-- Start EXERCISE INPUT --
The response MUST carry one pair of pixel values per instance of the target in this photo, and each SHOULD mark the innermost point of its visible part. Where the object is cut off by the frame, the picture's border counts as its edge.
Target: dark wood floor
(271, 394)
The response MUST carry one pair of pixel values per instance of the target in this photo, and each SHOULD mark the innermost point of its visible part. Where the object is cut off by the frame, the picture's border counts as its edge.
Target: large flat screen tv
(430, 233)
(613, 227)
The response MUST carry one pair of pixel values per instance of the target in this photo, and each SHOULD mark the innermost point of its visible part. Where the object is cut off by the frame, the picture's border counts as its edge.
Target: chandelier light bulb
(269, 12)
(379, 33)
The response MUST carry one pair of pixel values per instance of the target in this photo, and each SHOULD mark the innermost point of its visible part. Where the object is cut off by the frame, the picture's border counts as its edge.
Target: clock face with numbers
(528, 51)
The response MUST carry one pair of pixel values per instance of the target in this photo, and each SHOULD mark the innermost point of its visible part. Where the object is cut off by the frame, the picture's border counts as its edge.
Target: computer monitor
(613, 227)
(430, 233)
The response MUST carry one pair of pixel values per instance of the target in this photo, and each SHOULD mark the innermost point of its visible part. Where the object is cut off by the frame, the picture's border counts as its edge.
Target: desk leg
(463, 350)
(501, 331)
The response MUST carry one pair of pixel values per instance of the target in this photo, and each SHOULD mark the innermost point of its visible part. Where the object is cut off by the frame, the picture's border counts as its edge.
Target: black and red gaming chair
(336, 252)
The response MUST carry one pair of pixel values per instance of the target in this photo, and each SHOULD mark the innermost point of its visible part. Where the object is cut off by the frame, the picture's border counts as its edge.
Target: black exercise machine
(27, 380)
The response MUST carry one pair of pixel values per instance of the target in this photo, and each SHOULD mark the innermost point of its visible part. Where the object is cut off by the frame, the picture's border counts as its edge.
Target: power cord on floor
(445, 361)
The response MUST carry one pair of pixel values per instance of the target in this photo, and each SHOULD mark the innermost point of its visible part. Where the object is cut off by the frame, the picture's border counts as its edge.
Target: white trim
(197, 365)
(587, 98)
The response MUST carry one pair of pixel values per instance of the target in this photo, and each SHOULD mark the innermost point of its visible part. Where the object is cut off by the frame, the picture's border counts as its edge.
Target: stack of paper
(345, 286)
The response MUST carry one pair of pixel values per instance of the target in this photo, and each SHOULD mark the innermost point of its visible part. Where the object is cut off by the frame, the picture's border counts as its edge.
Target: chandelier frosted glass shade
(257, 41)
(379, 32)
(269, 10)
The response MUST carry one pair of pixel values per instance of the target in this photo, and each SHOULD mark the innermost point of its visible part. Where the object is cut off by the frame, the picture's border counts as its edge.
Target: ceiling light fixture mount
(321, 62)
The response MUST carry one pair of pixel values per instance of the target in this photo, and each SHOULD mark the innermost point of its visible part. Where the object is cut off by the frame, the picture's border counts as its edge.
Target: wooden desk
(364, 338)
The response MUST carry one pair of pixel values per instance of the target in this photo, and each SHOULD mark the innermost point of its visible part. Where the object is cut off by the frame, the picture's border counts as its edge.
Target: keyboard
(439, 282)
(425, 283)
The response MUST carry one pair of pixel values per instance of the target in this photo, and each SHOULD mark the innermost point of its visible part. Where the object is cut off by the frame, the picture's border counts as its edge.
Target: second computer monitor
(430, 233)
-- End EXERCISE INPUT --
> _SHORT EXERCISE_
Show the data once more, exactly as it was written.

> _EXPECTED ANSWER_
The response MUST carry one pair of pixel values per instance of the target in this photo, and each SHOULD mark the innermost point of its visible part. Where the object is cut off by the frame, the picture's border counts as its edge.
Target: dark wood floor
(271, 394)
The response MUST carry one pair of pixel values per instance of the target in this photo, and each SHOULD mark the innermost point of its visible part. Where the object is cut off by the frame, the picture's border counts as its edge.
Target: large flat screen tv
(430, 233)
(613, 227)
The response MUST carry one pair of pixel values per instance of the target in this photo, and each SHOULD mark the innermost point of its visible part. Where the object is cut off by the frame, the picture's border counts as its edge.
Target: chandelier light bulb
(269, 12)
(379, 33)
The response MUST carry one pair of pixel values per instance of the target in this photo, and each SHOULD mark the innermost point of its visible part. Where the object is cut off by the frame, the picture's border counts as its edge.
Target: clock face with numbers
(528, 51)
The response MUST carry one pair of pixel values per instance of the target in this photo, and each SHOULD mark the innermost point of its visible part. Where the object is cut off by the frame, the picture's border counts as its edge.
Target: computer monitor
(613, 227)
(430, 233)
The response MUST carry one pair of pixel values per instance of the target in this photo, and each SHOULD mark the innermost point of its visible part. Where the object is cut off by the frame, the picture's border counts as its edge.
Target: desk leg
(463, 350)
(501, 331)
The response MUST carry one pair of pixel values per instance of the target in this photo, and each SHOULD mark the innermost point of its visible part. Where the object is cut off by the frame, the picture's border counts as its edge.
Target: black and red gaming chair
(336, 252)
The response MUST carry one pair of pixel values per instance of the target in this photo, and each SHOULD mark the innermost point of its visible part. Where the object is cut off by the frame, the picture's border counts as its edge.
Target: black exercise machine
(27, 380)
The response MUST carry one pair of pixel values per instance of the target in this photo, and each SHOULD mark the innermost point of its visible part. Where the object is cut off by the frame, the picture's border counts as its edge.
Target: power cord on floor
(445, 361)
The response MUST carry one pair of pixel values per instance of the target in this photo, and each SHOULD mark the innermost point of its visible part. Where the object is cut off by the frame, the picture's border counts as its edge.
Target: white trim
(197, 365)
(587, 98)
The response MUST carry one pair of pixel values per instance of the target in this photo, and each SHOULD mark the innermost point of its visible part. Where the object is cut off by the frame, the picture's border counts as its edge.
Target: stack of paper
(345, 286)
The response MUST carry one pair of pixel values per instance of the target in this photo, and each SHOULD mark the innermost point of its visible part. Where the object is cut off by the frame, the picture's border counts as its edge.
Target: chandelier frosted glass shade
(257, 41)
(379, 32)
(269, 10)
The response MUST carry one pair of pixel values per instance of the target in this photo, and each SHOULD mark the innermost point of its visible part. Where the object is cut off by the frame, the picture's border counts as its edge.
Target: ceiling light fixture mount
(321, 62)
The response MUST carry one pair of pixel values per instance of the target in this photo, and each SHOULD mark the innermost point of its visible part. Where the object is cut off by the frame, the picture's border counts as its edge.
Target: wooden desk
(364, 338)
The response MUST carry one pair of pixel values per instance of the target in this photo, and each SHOULD mark the innermost point of its visible part. Where the object is cut off by the frame, the picture's border counts as its edge.
Target: keyboard
(439, 282)
(425, 283)
The response MUST carry one pair of pixel values per instance of the target in this photo, and each SHOULD mark the innermost point of its visible part. Where the object is cut off by the frame, the picture's border counts as its edge.
Target: second computer monitor
(430, 233)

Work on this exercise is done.